## Brief
Count the lines below that contain the string "points", matching case exactly, and state only the resulting number.
begin Raw records
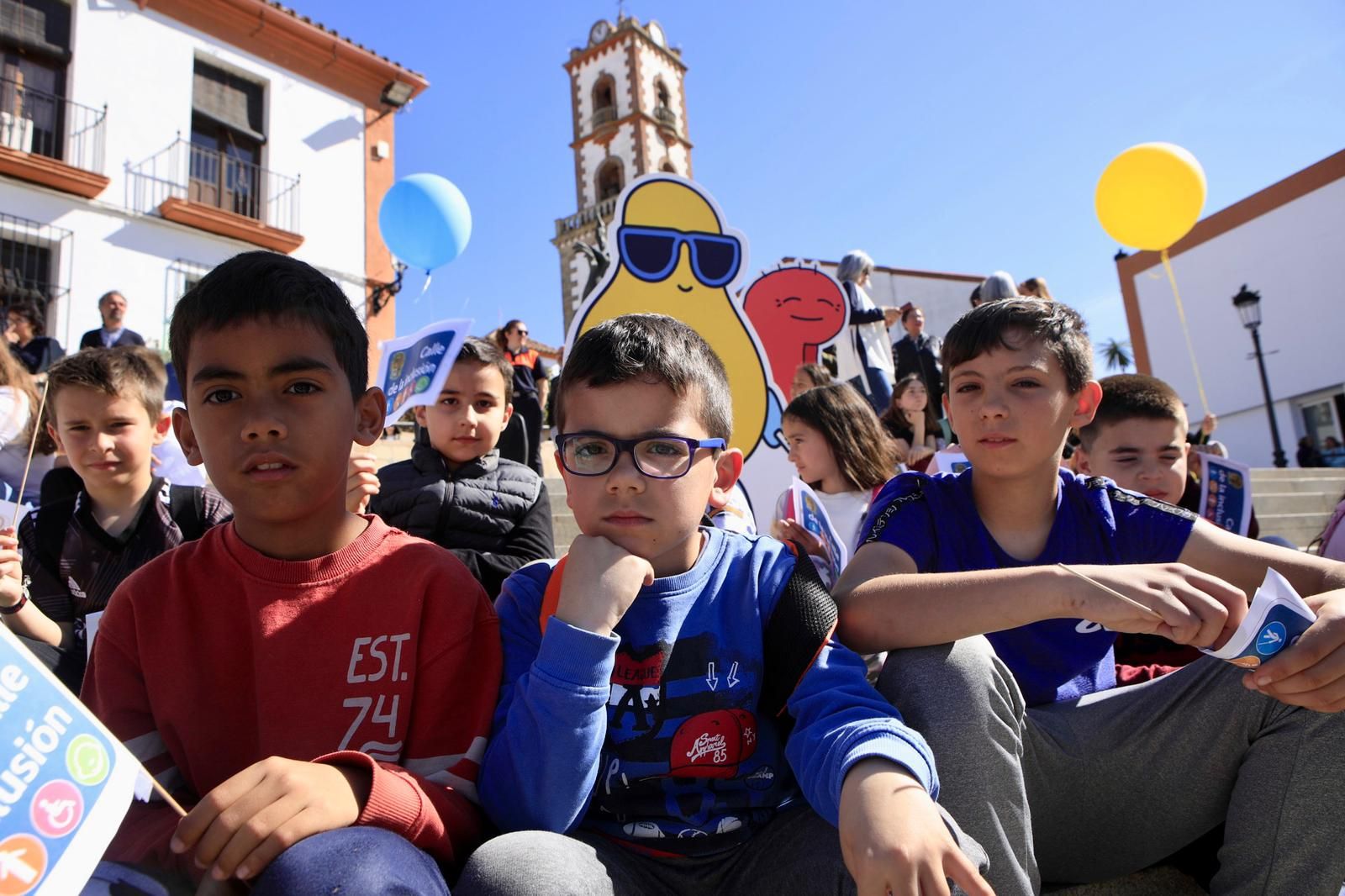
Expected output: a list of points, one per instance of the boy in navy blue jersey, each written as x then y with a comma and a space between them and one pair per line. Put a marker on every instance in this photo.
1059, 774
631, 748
end Raw records
begin Raw records
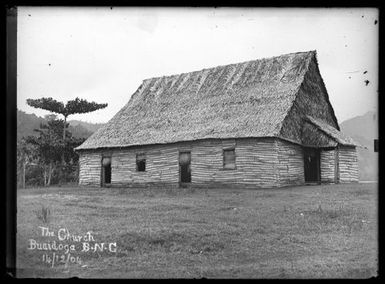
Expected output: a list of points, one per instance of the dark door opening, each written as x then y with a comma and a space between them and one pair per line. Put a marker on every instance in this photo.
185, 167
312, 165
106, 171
end Raw records
## Solution for this problem
2